**WRITTEN EXERCISE:**
Reproduce the data below word for word, keeping every line unchanged.

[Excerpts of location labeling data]
--- START ---
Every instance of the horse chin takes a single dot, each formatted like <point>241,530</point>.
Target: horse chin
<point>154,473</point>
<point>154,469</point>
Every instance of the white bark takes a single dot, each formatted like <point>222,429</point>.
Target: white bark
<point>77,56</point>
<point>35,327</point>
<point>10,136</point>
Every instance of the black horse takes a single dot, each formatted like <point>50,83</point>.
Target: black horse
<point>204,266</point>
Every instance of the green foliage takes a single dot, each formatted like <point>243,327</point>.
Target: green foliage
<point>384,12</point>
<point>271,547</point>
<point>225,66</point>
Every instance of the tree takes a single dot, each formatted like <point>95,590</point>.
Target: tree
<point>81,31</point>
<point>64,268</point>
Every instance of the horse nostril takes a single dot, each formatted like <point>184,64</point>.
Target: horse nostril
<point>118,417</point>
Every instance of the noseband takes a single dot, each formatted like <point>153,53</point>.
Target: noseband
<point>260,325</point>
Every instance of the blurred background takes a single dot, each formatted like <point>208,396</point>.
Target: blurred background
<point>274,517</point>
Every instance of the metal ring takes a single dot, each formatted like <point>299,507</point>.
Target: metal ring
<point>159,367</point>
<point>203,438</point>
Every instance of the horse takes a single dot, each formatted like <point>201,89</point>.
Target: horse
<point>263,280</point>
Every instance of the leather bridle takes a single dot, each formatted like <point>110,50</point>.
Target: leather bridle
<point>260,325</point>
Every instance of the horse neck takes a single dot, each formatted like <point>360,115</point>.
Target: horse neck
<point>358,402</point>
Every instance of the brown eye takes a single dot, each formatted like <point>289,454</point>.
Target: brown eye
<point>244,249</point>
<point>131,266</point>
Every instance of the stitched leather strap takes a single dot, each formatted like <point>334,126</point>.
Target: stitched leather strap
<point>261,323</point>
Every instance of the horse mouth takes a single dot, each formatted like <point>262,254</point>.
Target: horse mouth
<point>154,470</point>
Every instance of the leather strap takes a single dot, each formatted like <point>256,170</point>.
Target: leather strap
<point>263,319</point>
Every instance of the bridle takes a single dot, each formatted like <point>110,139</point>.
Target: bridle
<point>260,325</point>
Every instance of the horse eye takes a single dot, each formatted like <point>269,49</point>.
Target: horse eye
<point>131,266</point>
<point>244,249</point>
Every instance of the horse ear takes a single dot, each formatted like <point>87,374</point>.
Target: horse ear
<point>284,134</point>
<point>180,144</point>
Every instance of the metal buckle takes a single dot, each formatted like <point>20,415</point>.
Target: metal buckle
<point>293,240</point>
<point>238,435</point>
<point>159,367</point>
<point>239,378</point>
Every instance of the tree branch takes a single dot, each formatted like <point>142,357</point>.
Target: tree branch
--- END ---
**WRITTEN SOLUTION:**
Every instance of the horse chin takes a single dot, each formatted like <point>241,530</point>.
Target: horse chin
<point>154,473</point>
<point>154,469</point>
Every instance of the white bark takes a single dot, each formatted like <point>222,429</point>.
Target: white bark
<point>77,56</point>
<point>35,327</point>
<point>10,136</point>
Every instance of the black horse takes a single dot, each formatted like <point>50,83</point>.
Target: black horse
<point>204,266</point>
Every instance of the green foliage takes a single dot, each formatted like <point>243,327</point>.
Target: green foliage
<point>384,12</point>
<point>271,547</point>
<point>225,66</point>
Every instance of the tree takes a single dot, each formatted like <point>95,590</point>.
Target: tree
<point>81,31</point>
<point>64,268</point>
Every instance of the horse nostril takes a single dot, each formatted like <point>184,64</point>.
Target: horse nostril
<point>118,417</point>
Every instance of the noseband takes a single dot, each formatted like <point>153,53</point>.
Target: noseband
<point>260,325</point>
Every instance of the blurred background takes a single dot, each formatted like <point>208,396</point>.
Target: blurred background
<point>274,517</point>
Every instance of the metal ring takes a single dot, each formatted like <point>299,507</point>.
Target: metal ring
<point>159,367</point>
<point>203,438</point>
Every instance of the horse takes a single dot, each formatted like <point>201,89</point>.
Target: horse
<point>263,280</point>
Every instance of the leather bridle takes a single dot, each formatted like <point>110,50</point>.
Target: leather bridle
<point>260,325</point>
Every instance of the horse neck takes a single dot, each formatted like <point>360,115</point>.
Target: horse neck
<point>358,402</point>
Every instance of the brown eye takes a single dot, each formatted like <point>289,454</point>.
Target: brown eye
<point>244,249</point>
<point>131,266</point>
Every instance of the stitched leather strap takes a single dot, each formatted like <point>334,126</point>.
Target: stitched leather strap
<point>261,323</point>
Every instance of the horse mouth takes a single dot, each formatted like <point>262,254</point>.
Target: horse mouth
<point>154,470</point>
Every instance of the leather strap takes a single dot, each formatted like <point>256,170</point>.
Target: leather strap
<point>263,319</point>
Every instance of the bridle takes a single dot, each formatted like <point>110,139</point>.
Target: bridle
<point>260,325</point>
Every instance of the horse eye takes a single dot, each formatted like <point>269,49</point>.
Target: horse eye
<point>131,266</point>
<point>244,249</point>
Every instance of the horse ear takes a single dot, each formatted like <point>87,374</point>.
Target: horse ear
<point>284,134</point>
<point>180,144</point>
Every instance of the metal buckle takes a single dot, each formatted like <point>20,415</point>.
Target: metal buckle
<point>293,240</point>
<point>238,435</point>
<point>159,367</point>
<point>239,378</point>
Every instance of the tree branch takes a single dot, each formatted like <point>142,357</point>.
Target: tree branch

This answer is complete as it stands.